Your goal: Under this task are some entries; return every one of them exactly.

Record excerpts:
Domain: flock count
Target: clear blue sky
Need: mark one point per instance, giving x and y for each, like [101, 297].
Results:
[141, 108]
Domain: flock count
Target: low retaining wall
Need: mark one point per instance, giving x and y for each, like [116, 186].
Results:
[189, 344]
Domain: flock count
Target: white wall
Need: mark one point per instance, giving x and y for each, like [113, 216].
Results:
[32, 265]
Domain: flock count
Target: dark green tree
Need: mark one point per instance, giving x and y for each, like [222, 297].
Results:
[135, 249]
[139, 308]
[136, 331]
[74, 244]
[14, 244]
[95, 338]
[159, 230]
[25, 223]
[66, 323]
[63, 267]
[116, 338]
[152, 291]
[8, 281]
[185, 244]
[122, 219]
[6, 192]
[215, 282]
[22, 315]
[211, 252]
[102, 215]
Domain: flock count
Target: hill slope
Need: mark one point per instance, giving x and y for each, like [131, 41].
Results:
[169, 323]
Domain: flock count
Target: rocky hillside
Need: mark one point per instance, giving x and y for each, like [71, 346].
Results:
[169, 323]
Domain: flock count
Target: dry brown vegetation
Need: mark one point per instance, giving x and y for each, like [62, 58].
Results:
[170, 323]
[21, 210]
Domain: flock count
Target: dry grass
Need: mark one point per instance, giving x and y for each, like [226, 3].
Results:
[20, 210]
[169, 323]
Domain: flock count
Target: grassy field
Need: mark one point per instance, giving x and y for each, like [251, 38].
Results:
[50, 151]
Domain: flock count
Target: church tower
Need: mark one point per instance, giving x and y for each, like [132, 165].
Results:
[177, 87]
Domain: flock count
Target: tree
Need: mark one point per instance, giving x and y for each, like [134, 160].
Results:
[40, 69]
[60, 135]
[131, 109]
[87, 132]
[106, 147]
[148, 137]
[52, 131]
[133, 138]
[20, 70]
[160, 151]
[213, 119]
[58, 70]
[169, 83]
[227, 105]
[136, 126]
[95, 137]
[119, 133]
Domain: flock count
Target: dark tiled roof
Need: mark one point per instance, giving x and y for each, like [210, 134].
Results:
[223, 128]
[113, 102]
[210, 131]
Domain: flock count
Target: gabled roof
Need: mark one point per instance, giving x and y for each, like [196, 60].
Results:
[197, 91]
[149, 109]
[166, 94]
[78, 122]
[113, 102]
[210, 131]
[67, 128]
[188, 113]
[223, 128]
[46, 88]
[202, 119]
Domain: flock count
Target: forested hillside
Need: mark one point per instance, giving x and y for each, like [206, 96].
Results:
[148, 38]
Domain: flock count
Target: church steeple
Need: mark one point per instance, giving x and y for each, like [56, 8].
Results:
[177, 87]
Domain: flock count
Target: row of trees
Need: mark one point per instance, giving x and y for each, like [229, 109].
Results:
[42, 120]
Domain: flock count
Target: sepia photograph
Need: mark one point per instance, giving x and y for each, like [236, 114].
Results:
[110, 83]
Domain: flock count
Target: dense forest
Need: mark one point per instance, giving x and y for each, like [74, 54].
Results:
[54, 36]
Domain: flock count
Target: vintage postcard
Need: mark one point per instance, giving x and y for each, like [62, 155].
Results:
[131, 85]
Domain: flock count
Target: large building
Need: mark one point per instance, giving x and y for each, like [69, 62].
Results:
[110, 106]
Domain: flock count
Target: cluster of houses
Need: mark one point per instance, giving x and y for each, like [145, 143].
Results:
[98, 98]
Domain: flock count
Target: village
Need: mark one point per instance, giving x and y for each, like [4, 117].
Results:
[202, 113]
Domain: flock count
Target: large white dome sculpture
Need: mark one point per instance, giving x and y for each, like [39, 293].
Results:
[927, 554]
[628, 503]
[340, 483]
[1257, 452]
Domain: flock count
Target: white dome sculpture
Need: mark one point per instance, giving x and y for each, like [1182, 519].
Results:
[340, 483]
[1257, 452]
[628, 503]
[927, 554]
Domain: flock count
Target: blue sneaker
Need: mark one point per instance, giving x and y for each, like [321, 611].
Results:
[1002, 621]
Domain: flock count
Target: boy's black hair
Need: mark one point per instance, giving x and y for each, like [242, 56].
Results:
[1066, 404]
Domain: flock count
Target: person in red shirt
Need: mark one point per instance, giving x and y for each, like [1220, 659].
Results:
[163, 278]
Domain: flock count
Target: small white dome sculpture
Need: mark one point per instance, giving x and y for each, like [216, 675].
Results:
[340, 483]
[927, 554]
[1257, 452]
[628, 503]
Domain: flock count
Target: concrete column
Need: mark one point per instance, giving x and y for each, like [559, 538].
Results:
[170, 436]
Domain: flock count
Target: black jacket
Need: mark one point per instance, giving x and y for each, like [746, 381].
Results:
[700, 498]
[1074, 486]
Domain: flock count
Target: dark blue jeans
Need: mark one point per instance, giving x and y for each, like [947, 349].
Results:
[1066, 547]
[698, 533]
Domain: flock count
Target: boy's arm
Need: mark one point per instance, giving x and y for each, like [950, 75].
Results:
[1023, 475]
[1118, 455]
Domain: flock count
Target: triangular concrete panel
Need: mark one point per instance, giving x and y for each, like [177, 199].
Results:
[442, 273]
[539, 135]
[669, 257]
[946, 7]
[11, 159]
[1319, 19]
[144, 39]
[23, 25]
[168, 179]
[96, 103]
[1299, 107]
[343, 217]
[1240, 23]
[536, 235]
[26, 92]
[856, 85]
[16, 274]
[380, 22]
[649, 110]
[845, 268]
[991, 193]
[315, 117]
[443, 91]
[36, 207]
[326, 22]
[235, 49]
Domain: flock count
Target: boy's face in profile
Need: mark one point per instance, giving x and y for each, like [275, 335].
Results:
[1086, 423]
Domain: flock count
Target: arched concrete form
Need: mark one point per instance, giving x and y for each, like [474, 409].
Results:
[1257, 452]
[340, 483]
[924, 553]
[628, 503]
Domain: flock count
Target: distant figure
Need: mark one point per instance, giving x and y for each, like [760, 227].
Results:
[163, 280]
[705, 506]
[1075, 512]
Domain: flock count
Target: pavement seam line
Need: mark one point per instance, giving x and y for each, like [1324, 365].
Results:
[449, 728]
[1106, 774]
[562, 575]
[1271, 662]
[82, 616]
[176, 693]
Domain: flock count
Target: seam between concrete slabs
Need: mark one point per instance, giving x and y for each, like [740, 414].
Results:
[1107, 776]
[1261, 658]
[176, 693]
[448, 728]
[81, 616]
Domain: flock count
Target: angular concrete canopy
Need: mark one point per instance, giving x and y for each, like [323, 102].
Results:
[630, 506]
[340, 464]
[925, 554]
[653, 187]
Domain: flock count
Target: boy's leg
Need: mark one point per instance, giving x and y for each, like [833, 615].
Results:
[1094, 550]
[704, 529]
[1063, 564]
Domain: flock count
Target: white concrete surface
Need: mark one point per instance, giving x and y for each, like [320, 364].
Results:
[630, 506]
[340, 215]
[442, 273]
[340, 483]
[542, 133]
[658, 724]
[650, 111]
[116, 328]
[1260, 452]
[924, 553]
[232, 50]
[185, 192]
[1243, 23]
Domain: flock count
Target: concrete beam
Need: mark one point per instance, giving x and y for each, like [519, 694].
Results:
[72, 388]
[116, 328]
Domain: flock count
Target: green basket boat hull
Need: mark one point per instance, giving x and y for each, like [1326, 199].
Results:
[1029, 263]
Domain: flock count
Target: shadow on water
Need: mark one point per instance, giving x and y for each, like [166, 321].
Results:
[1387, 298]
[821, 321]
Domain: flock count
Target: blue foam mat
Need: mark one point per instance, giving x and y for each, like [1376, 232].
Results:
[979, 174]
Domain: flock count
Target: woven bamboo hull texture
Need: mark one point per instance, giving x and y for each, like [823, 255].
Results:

Result of the task:
Domain: flock count
Target: clear blue sky
Need: mark one point per instance, giving x and y for each, like [101, 297].
Results:
[141, 108]
Domain: flock count
Target: low retaining wall
Need: mark one point per instance, giving x and y for each, like [116, 186].
Results:
[189, 344]
Domain: flock count
Target: white wall
Need: mark one point per instance, giving x and y for each, like [113, 216].
Results:
[32, 265]
Domain: flock count
Target: dark green tree
Need: mark one point per instance, giving x and y for each, like [222, 297].
Results:
[135, 249]
[139, 308]
[136, 331]
[74, 244]
[14, 244]
[95, 338]
[159, 230]
[25, 223]
[66, 323]
[63, 267]
[116, 338]
[152, 291]
[8, 281]
[185, 244]
[122, 219]
[6, 192]
[215, 282]
[22, 315]
[211, 252]
[102, 215]
Domain: flock count
Target: hill slope
Need: mark one point per instance, giving x and y for each, like [131, 41].
Results:
[169, 323]
Domain: flock count
Target: rocky hillside
Need: mark one point per instance, giving x and y for each, like [71, 346].
Results:
[169, 323]
Domain: flock count
Target: dry brown vegetation
Need: mark one point per instance, giving x and y for each, like [62, 58].
Results:
[170, 323]
[21, 210]
Domain: flock count
Target: dry grass
Need: mark one point per instance, giving x and y for each, like [226, 3].
Results:
[20, 210]
[169, 323]
Domain: flock count
Target: grassy field
Need: mark one point per instance, giving x and y for each, like [251, 38].
Results:
[50, 151]
Domain: flock count
Target: church tower
Need: mark one point per instance, giving x and y for each, like [132, 165].
Results:
[177, 87]
Domain: flock count
Target: tree
Need: mark one point per instance, giving x and y for each, like [134, 160].
Results:
[40, 69]
[60, 135]
[131, 109]
[87, 132]
[106, 147]
[148, 137]
[52, 131]
[133, 138]
[20, 70]
[160, 151]
[213, 119]
[58, 70]
[169, 83]
[227, 105]
[136, 126]
[95, 137]
[119, 133]
Domain: flock count
Target: dark tiled roof
Need: mark one point per instance, giving x and y for each, like [210, 134].
Results:
[223, 128]
[113, 102]
[210, 131]
Domain: flock count
Target: gabled roof
Need: mark one point per instance, giving x and y for each, like [196, 60].
Results:
[197, 91]
[149, 109]
[166, 94]
[78, 122]
[113, 102]
[210, 131]
[67, 128]
[188, 113]
[223, 128]
[46, 88]
[202, 119]
Domain: flock count
Target: forested hillside
Need: mark one point per instance, giving x and y for each, like [206, 96].
Results:
[148, 38]
Domain: flock count
Target: church steeple
Need: mark one point per instance, giving x and y for each, like [56, 8].
Results:
[177, 87]
Domain: flock count
Target: row of trees
Need: mark one point per instance, giving x and y for each, like [229, 109].
Results:
[42, 120]
Domain: flock count
Target: sepia photograph
Need: mark one point per instance, giving x and y for each, like [236, 114].
Results:
[110, 83]
Domain: flock count
Target: dense forest
Need: mark one point per instance, giving x and y for each, like [74, 54].
Results:
[54, 36]
Domain: flock count
Target: vintage postcard
Need: mark one point per instance, giving x and y for each, like [62, 155].
Results:
[131, 85]
Domain: flock count
Target: large building
Need: mark one point per instance, giving x and y for each, like [69, 62].
Results:
[110, 106]
Domain: flock count
Target: cluster of houses
Need: mark one point per instance, giving x and y for each, like [145, 143].
Results:
[98, 98]
Domain: flock count
Target: village
Need: mark one point per instance, giving x and y for each, like [4, 117].
Results:
[202, 113]
Domain: flock count
Target: large white dome sculpture
Need: mark one point per instance, giving x and y for each, like [39, 293].
Results:
[927, 554]
[628, 503]
[340, 483]
[1257, 452]
Domain: flock count
Target: white dome sculpture
Need: mark one point per instance, giving x and y for each, like [1182, 519].
Results:
[340, 483]
[1257, 452]
[628, 503]
[927, 554]
Domain: flock count
Target: blue sneaker
Need: mark one point per instance, giving x and y for each, like [321, 611].
Results:
[1002, 621]
Domain: flock count
Target: boy's black hair
Need: mark one point per instance, giving x and y for each, like [242, 56].
Results:
[1066, 404]
Domain: flock count
Target: person in red shirt
Need: mark one point per instance, giving x and y for each, like [1220, 659].
Results:
[163, 278]
Domain: flock count
Target: small white dome sculpture
Need: mark one point per instance, giving x and y for each, like [216, 675].
Results:
[340, 483]
[927, 554]
[1257, 452]
[628, 503]
Domain: flock count
Target: concrete column
Need: mark one point per instance, giving x and y for each, like [559, 538].
Results:
[170, 436]
Domain: flock count
Target: black jacket
Need: mark one point per instance, giving x and y for each, like [746, 381].
Results:
[700, 498]
[1074, 486]
Domain: flock count
Target: dark blue jeans
Need: mark one point per instance, giving x and y for each, like [947, 349].
Results:
[1066, 547]
[698, 533]
Domain: flock count
Target: boy's arm
Need: mark one point per instance, giving x and y for each, like [950, 75].
Results:
[1023, 475]
[1118, 455]
Domain: flock count
Target: triangular concrete panel
Need: mark one point per instance, giving x and y for each, like [177, 199].
Results:
[442, 273]
[539, 135]
[669, 257]
[946, 7]
[11, 159]
[1319, 19]
[144, 39]
[23, 25]
[168, 179]
[96, 103]
[1299, 107]
[343, 217]
[1240, 23]
[536, 235]
[26, 92]
[856, 85]
[16, 274]
[380, 22]
[649, 110]
[845, 268]
[991, 193]
[315, 117]
[443, 91]
[36, 207]
[326, 22]
[235, 49]
Domain: flock count
Target: boy's face in profile
Need: mark one point per instance, giving x and y for each, like [275, 335].
Results:
[1086, 423]
Domain: flock count
Target: arched concrete form
Need: mark one point per instance, giving x and y for each, like [474, 409].
Results:
[1257, 452]
[340, 483]
[924, 553]
[628, 503]
Domain: flock count
Target: distant figure
Need: mark one point per instance, giving x and y for each, like [760, 227].
Results:
[163, 280]
[705, 506]
[1075, 512]
Domain: flock count
Target: pavement seam line
Need: mark one point per instance, giving x and y for each, like [1324, 365].
Results:
[449, 728]
[1106, 774]
[562, 575]
[1271, 662]
[82, 616]
[176, 693]
Domain: flock count
Target: seam between concrete slabs
Need: mark one point per instance, giving x and y for each, like [740, 414].
Results:
[1107, 776]
[1261, 658]
[176, 693]
[448, 728]
[81, 616]
Domain: flock count
Target: angular concrete canopy
Need: mark one point per instance, giving x and y for each, like [323, 102].
Results:
[630, 506]
[340, 464]
[925, 554]
[653, 187]
Domain: flock count
Target: boy's leg
Need: mark one point per instance, giving x and y for each, like [833, 615].
Results:
[1094, 550]
[704, 529]
[1063, 564]
Domain: flock count
Target: white concrete surface
Need: mark one point per instance, giving x and y for each, like [320, 364].
Results:
[630, 506]
[340, 215]
[442, 273]
[340, 483]
[542, 133]
[658, 724]
[650, 111]
[116, 328]
[1260, 452]
[924, 553]
[232, 50]
[185, 192]
[1243, 23]
Domain: flock count
Target: concrete beam
Need: mark one point per instance, giving x and y for each, like [519, 694].
Results:
[72, 388]
[116, 328]
Domain: flock count
Target: green basket boat hull
Need: mark one point per instance, giving x and y for each, like [1326, 199].
Results:
[1029, 263]
Domain: flock count
Target: shadow on water
Need: mark one point per instance, giving x and y for each, like [166, 321].
Results:
[1387, 298]
[821, 321]
Domain: flock count
Target: blue foam mat
Need: mark one point per instance, giving x and y for each, like [1376, 232].
Results:
[979, 174]
Domain: flock count
Target: woven bamboo hull texture
Need: mark one point per instance, giving x and y for each, like [823, 255].
Results:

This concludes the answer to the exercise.